### Brief
Please rewrite the data below with every "chimney" changed to "smokestack" and nothing else altered.

====== Records for the exercise

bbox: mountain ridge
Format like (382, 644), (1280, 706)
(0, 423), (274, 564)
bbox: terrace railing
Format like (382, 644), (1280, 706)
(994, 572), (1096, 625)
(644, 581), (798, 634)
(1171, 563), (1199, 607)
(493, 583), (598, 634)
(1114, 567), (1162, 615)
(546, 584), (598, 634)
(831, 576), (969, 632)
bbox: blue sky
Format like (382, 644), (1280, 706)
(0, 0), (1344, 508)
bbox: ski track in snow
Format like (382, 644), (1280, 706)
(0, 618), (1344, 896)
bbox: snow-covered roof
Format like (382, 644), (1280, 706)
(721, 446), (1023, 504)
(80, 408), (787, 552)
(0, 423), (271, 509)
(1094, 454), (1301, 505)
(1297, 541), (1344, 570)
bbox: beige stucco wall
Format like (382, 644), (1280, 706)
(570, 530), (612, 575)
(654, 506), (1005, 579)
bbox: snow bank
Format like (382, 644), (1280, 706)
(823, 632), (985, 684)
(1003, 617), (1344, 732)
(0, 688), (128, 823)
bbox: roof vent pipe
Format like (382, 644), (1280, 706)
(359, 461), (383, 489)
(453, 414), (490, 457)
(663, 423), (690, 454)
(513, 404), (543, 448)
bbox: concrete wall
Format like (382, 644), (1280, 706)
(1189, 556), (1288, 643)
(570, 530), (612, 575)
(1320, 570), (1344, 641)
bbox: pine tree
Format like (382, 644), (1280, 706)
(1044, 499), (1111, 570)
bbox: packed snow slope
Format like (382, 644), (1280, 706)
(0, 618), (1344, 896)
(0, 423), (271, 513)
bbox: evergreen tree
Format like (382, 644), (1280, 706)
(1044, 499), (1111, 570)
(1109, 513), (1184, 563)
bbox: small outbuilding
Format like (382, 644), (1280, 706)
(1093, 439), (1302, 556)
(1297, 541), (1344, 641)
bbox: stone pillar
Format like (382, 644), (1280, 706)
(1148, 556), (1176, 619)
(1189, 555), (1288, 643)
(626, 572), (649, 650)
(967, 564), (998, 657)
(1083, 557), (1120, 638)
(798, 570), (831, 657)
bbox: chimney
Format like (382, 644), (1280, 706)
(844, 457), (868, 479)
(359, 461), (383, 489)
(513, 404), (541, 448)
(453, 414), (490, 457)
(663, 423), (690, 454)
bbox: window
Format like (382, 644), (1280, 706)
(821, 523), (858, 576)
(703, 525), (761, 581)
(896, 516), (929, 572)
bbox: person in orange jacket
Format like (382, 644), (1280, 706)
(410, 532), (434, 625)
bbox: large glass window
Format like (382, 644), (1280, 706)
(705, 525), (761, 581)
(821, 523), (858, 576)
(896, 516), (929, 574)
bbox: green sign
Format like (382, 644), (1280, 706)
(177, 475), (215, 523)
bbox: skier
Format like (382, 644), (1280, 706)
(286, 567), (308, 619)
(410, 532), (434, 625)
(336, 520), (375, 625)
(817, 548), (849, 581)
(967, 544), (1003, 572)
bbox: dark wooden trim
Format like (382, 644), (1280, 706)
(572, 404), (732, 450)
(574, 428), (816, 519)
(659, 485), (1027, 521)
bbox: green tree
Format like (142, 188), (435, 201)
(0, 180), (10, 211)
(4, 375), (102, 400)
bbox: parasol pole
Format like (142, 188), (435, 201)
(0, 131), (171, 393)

============

### Answer for this exercise
bbox: mountain ridge
Format like (382, 644), (1280, 706)
(0, 423), (274, 564)
bbox: terrace railing
Format like (382, 644), (1280, 706)
(994, 572), (1096, 625)
(644, 581), (798, 634)
(1171, 563), (1199, 607)
(493, 583), (598, 634)
(1114, 567), (1162, 615)
(546, 584), (598, 634)
(831, 576), (969, 632)
bbox: blue sky
Format like (382, 644), (1280, 706)
(0, 0), (1344, 508)
bbox: ski track in snow
Format like (382, 644), (1280, 706)
(0, 618), (1344, 896)
bbox: snow-covered roof
Format like (382, 644), (1280, 706)
(721, 446), (1023, 504)
(80, 408), (787, 552)
(0, 423), (271, 509)
(1094, 454), (1301, 505)
(1297, 541), (1344, 570)
bbox: beige stucco wall
Format like (382, 644), (1280, 706)
(570, 530), (612, 575)
(654, 506), (1005, 579)
bbox: snow bank
Format like (382, 644), (1280, 706)
(823, 632), (985, 684)
(1003, 617), (1344, 732)
(0, 688), (128, 823)
bbox: roof vent pipe
Format like (382, 644), (1280, 706)
(359, 461), (383, 489)
(453, 414), (490, 457)
(663, 423), (690, 454)
(513, 404), (543, 448)
bbox: concrete wall
Format like (382, 644), (1280, 706)
(1189, 556), (1288, 643)
(570, 530), (612, 575)
(1320, 570), (1344, 641)
bbox: pine tree
Format like (382, 644), (1280, 706)
(1044, 499), (1111, 570)
bbox: packed snow slope
Format like (382, 644), (1280, 706)
(0, 618), (1344, 896)
(0, 423), (271, 513)
bbox: evergreen tree
Format like (382, 644), (1280, 706)
(1044, 499), (1111, 570)
(1109, 513), (1184, 563)
bbox: small outbuilding
Format like (382, 644), (1280, 706)
(1093, 439), (1302, 556)
(1297, 541), (1344, 641)
bbox: stone pillar
Format like (382, 644), (1280, 706)
(1148, 556), (1176, 619)
(1189, 555), (1288, 643)
(626, 572), (649, 650)
(967, 564), (998, 657)
(1083, 557), (1120, 638)
(798, 570), (831, 657)
bbox: smokestack
Format like (382, 644), (1280, 706)
(844, 457), (868, 479)
(359, 461), (383, 489)
(513, 404), (541, 448)
(453, 414), (490, 457)
(663, 423), (690, 454)
bbox: window
Format like (382, 644), (1280, 706)
(821, 523), (858, 576)
(703, 525), (761, 581)
(896, 516), (929, 572)
bbox: person in orange jacket
Format like (382, 644), (1280, 706)
(410, 532), (434, 625)
bbox: large glass window
Format like (382, 644), (1280, 706)
(705, 525), (761, 581)
(821, 523), (858, 576)
(896, 516), (929, 574)
bbox: green sign
Format like (382, 644), (1280, 706)
(177, 475), (215, 523)
bbox: skier
Format like (382, 644), (1280, 706)
(286, 567), (308, 619)
(410, 532), (434, 625)
(336, 520), (375, 625)
(817, 548), (849, 581)
(967, 544), (1003, 572)
bbox: dark wooden trim
Format like (382, 644), (1280, 706)
(572, 404), (732, 450)
(574, 428), (816, 519)
(659, 485), (1027, 521)
bbox: green tree
Format like (142, 188), (435, 201)
(0, 180), (10, 211)
(4, 375), (102, 400)
bbox: parasol pole
Format like (142, 188), (435, 201)
(0, 131), (171, 393)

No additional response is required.